**Exercise brief**
Below are the records; copy out every line that holds the word "black".

**Information shown**
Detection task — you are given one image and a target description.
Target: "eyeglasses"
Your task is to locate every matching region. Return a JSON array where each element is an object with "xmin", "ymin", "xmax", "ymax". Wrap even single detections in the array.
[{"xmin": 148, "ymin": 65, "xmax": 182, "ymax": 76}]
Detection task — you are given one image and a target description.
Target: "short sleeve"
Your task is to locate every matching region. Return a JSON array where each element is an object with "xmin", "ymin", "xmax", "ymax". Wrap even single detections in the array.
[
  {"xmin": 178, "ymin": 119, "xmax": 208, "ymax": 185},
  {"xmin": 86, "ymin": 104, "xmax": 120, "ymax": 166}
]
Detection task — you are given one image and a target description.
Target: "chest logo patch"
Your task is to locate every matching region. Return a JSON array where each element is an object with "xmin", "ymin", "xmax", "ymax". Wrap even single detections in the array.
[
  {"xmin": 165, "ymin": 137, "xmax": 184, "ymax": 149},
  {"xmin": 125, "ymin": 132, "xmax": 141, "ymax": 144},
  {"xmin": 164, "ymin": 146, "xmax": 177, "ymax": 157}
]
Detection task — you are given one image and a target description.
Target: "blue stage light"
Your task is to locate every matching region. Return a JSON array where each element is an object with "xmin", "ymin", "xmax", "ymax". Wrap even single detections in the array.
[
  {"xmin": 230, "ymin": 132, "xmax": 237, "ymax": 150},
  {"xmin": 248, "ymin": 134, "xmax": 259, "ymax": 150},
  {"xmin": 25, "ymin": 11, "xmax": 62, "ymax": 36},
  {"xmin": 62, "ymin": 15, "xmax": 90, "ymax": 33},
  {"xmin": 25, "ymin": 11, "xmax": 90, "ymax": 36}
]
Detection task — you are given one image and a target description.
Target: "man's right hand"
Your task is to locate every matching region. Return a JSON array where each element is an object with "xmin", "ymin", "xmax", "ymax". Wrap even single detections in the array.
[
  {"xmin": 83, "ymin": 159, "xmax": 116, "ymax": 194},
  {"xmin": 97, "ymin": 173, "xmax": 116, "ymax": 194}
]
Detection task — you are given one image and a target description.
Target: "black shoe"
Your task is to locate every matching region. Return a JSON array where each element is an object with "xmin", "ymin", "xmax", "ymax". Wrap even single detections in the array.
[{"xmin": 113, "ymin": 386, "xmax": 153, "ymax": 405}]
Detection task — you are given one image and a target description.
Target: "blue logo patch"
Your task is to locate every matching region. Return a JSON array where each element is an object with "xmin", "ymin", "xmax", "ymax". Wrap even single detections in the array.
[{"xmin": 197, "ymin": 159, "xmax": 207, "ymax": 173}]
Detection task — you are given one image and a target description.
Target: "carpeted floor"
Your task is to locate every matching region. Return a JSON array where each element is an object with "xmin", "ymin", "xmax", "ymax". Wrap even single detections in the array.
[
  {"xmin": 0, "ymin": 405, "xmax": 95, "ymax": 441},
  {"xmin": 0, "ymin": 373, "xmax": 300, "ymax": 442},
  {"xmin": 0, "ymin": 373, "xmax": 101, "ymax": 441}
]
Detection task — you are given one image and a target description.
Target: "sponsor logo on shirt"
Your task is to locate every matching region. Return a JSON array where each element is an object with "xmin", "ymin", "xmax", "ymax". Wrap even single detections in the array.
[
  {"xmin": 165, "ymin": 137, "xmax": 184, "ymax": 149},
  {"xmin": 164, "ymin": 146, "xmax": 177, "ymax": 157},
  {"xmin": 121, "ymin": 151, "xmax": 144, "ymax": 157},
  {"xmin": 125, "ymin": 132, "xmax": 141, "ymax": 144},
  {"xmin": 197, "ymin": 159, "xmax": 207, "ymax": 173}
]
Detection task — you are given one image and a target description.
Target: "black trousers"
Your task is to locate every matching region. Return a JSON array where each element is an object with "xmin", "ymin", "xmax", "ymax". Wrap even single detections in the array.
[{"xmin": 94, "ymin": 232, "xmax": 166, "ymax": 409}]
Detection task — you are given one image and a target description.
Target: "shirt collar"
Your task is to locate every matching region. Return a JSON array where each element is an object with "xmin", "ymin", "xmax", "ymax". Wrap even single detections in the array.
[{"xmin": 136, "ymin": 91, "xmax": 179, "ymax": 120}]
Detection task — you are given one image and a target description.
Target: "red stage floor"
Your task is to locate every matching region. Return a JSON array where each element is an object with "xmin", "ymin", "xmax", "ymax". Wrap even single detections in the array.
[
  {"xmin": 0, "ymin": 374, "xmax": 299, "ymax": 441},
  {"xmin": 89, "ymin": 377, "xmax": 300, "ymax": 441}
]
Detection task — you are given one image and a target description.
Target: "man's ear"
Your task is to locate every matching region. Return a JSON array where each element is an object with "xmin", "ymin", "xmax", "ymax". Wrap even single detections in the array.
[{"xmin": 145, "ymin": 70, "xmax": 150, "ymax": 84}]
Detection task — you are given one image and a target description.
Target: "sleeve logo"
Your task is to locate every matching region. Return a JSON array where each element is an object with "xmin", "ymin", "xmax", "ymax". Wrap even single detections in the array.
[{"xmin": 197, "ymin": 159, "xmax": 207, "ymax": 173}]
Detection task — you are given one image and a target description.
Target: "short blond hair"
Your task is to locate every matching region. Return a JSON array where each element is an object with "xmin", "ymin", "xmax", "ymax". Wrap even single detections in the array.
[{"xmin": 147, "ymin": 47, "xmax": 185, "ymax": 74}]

**Task solution**
Target: "black shoe"
Target: "black trousers"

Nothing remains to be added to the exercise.